— Start of Source passage —

Senate Releases Long-Awaited CIA Torture Report
After a long political battle, the Senate has released a report on the agency's interrogation of terror suspects. By Adam Chandler
An executive summary of a Senate report on the CIA's detention and interrogation program—a 6,000-page document containing 35,000 footnotes and analysis of more than 6 million CIA records and correspondences—was released on Tuesday. Details of the report, including its more horrifying aspects, are currently being uncovered and chronicled on social media and elsewhere.
Even before it was declassified, the findings of the report, many of which are already known, were at the center of a political conflagration, pitting current and former CIA officials and politicians against each other in a rehashing of a dark and recent chapter in American history. In advance of the dissemination of the report, American forces were put on high alert at various locations around the globe as a precaution.
The White House has already issued a statement in which it ambles cautiously between embracing the report and praising those who "have worked tirelessly to devastate core al Qaeda, deliver justice to Osama bin Laden, disrupt terrorist operations and thwart terrorist attacks."

— End of Source passage —
— Start of Data —

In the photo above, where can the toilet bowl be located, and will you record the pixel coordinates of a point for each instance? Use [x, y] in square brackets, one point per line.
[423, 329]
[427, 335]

— End of Data —

- [Exercise description]
Say whether each statement agrees with the article on the Senate's CIA report, answering yes or no and quoting the words of the article that settle it. (a) The Senate report is 6,000 pages long. (b) American forces were put on high alert only after the report came out. (c) The White House statement fully embraces the report with no other message.

- [Correct output]
(a) Yes: "a 6,000-page document containing 35,000 footnotes and analysis of more than 6 million CIA records and correspondences"
(b) No: "In advance of the dissemination of the report, American forces were put on high alert at various locations around the globe as a precaution."
(c) No: "it ambles cautiously between embracing the report and praising those who "have worked tirelessly to devastate core al Qaeda""